**Required work:** Copy out each line of the material below with no changes.

───

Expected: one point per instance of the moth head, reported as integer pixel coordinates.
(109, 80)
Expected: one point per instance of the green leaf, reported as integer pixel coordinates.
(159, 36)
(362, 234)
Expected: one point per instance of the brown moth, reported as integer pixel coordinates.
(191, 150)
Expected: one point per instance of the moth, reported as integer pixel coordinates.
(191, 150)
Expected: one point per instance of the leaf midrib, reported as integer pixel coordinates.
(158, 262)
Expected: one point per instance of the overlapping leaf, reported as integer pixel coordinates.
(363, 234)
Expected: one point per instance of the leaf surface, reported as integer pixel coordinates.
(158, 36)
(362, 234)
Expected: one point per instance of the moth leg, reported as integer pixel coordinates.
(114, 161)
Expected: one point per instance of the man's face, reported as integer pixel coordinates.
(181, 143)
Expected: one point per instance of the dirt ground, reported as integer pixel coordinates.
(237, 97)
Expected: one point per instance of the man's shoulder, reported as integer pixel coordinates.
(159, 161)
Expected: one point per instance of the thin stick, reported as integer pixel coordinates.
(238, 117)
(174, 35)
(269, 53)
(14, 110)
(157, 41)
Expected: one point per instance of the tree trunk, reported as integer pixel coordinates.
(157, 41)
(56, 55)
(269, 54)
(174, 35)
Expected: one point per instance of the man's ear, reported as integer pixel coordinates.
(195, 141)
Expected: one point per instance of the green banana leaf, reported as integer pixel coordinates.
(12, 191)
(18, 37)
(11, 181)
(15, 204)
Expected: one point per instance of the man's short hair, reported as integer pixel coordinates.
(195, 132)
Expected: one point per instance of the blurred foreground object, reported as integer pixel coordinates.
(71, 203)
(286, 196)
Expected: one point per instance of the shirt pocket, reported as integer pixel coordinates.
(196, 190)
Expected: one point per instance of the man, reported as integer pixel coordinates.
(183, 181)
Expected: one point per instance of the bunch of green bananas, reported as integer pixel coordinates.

───

**Problem solution:**
Expected: one point per instance of the moth head, reported as integer pixel coordinates.
(109, 80)
Expected: one point per instance of the green leaf, reported as integer pixel coordinates.
(159, 36)
(362, 234)
Expected: one point per instance of the brown moth, reported as integer pixel coordinates.
(191, 150)
Expected: one point per instance of the moth, reported as integer pixel coordinates.
(191, 150)
Expected: one point per instance of the leaf midrib, reported as integer pixel coordinates.
(158, 262)
Expected: one point per instance of the overlapping leaf, reported as integer pixel coordinates.
(363, 234)
Expected: one point per instance of the leaf surface, reported as integer pixel coordinates.
(158, 36)
(362, 234)
Expected: one point per instance of the moth leg, reported as integer pixel coordinates.
(114, 161)
Expected: one point per instance of the man's face, reported as integer pixel coordinates.
(181, 143)
Expected: one point per instance of the dirt ground, reported as integer pixel coordinates.
(237, 97)
Expected: one point per instance of the man's shoulder, reported as integer pixel coordinates.
(159, 161)
Expected: one point per instance of the thin stick, reported as integer pixel coordinates.
(238, 117)
(174, 35)
(269, 53)
(14, 110)
(157, 41)
Expected: one point per instance of the tree trunk, reported as integer pixel coordinates.
(157, 41)
(56, 55)
(269, 54)
(174, 35)
Expected: one point per instance of the man's ear, reported as integer pixel coordinates.
(195, 141)
Expected: one point per instance of the green banana leaf, reported as integer pixel coordinates.
(12, 191)
(18, 37)
(11, 181)
(15, 204)
Expected: one point per instance of the man's short hair, reported as integer pixel coordinates.
(195, 132)
Expected: one point per instance of the blurred foreground object, reported as integer pixel coordinates.
(71, 203)
(286, 196)
Expected: one point per instance of the shirt pocket, reported as integer pixel coordinates.
(196, 190)
Expected: one point per instance of the man, reported as integer pixel coordinates.
(183, 181)
Expected: one point per instance of the bunch of green bananas, reported as integer pixel coordinates.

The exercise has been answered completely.